Quando Thanos transformou em poeira metade Marvel em “Vingadores: Guerra Infinita”, o impacto era amenizado pela segurança de que a situação seria contornada. Afinal, Tom Holland e Chadwick Boseman estavam mais do que confirmados em futuros filmes do Homem-Aranha e Pantera Negra, respectivamente. Diferente do hit da dupla Anthony e Joe Russo, “Gato de Botas 2: O Último Pedido” consegue colocar a dúvida na cabeça do público se o herói felino será capaz de escapar de um destino trágico. Um feito raro e corajoso para uma animação voltada ao público infantil. 

“Gato de Botas 2” traz o velho ditado popular de que um gato possui noves vidas como ponto de partida. Com isso, o herói da franquia “Shrek” está em uma encruzilhada por já ter oito delas, igualando-se a nós pobres mortais. Ameaçado pela morte, o Gato de Botas resolve se aposentar, porém, a possibilidade de recuperar as vidas perdidas o leva a encarar uma jornada cheia de aventuras com um cachorro abandonado e a ex-namorada. 

CORAGEM PÓS-PANDEMIA 

Um intervalo de 11 anos separa o primeiro do segundo “Gato de Botas”. No meio delas, uma pandemia atingiu o planeta e matou milhões de pessoas. Logo, a morte poderia ser vista como o último dos temas a ser abordada por uma animação da Dreamworks. O roteiro de Paul Fisher (“Os Croods 2”), entretanto, aproveita para trabalhar o conceito a partir da ótica de que a perspectiva de finitude pode ser encarada pelo olhar mais atento à vida, valorizando amores e amizades.
■ ■ ■
Reescreva o trecho do texto sobre "Gato de Botas 2" entre "CORAGEM PÓS-PANDEMIA" e "amores e amizades.", inclusive, substituindo "planeta" por "mundo". O material abaixo provém de outra fonte.

◆ **Conteúdo dos dados**:
■ ■ ■
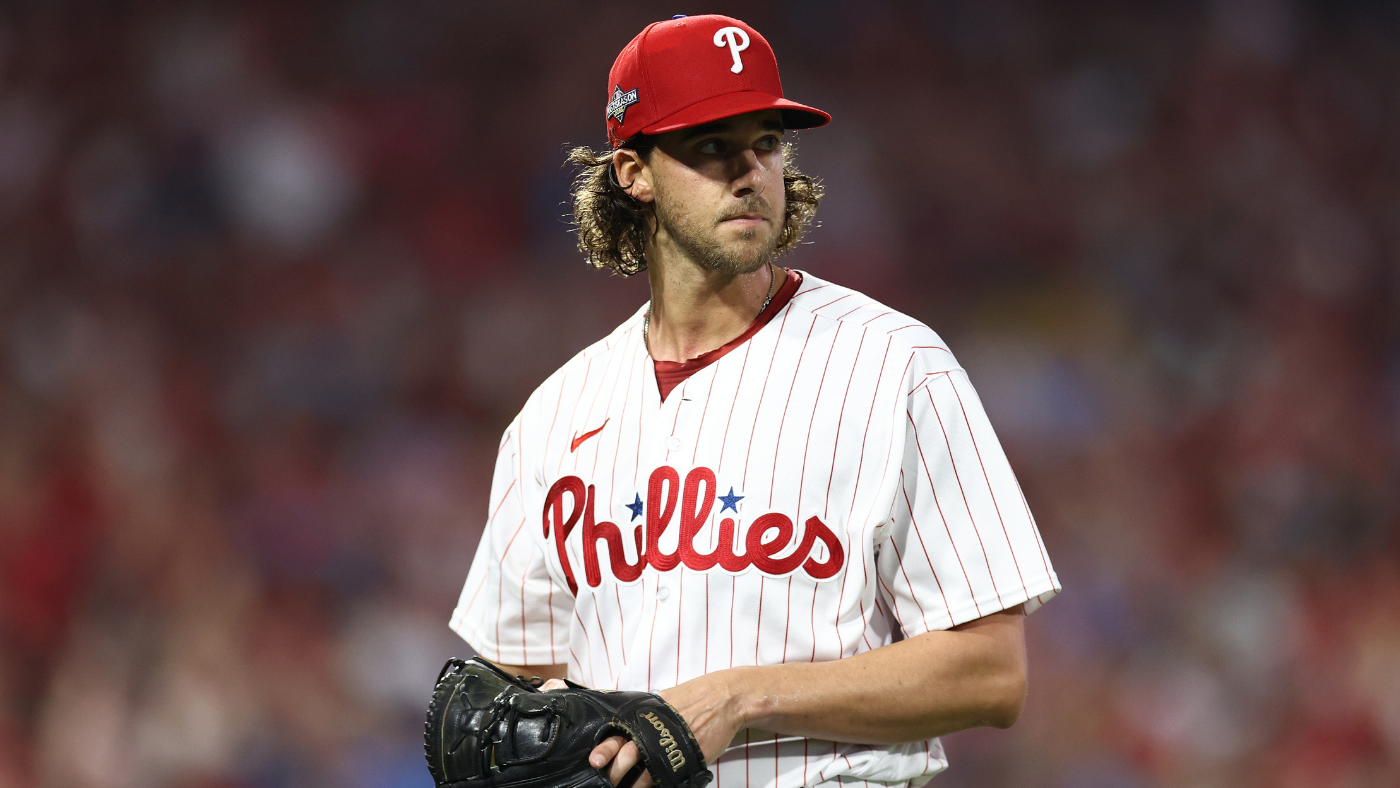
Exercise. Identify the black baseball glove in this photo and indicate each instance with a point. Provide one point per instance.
(490, 729)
■ ■ ■
◆ **Resultado do exercício**:
CORAGEM PÓS-PANDEMIA 

Um intervalo de 11 anos separa o primeiro do segundo “Gato de Botas”. No meio delas, uma pandemia atingiu o mundo e matou milhões de pessoas. Logo, a morte poderia ser vista como o último dos temas a ser abordada por uma animação da Dreamworks. O roteiro de Paul Fisher (“Os Croods 2”), entretanto, aproveita para trabalhar o conceito a partir da ótica de que a perspectiva de finitude pode ser encarada pelo olhar mais atento à vida, valorizando amores e amizades.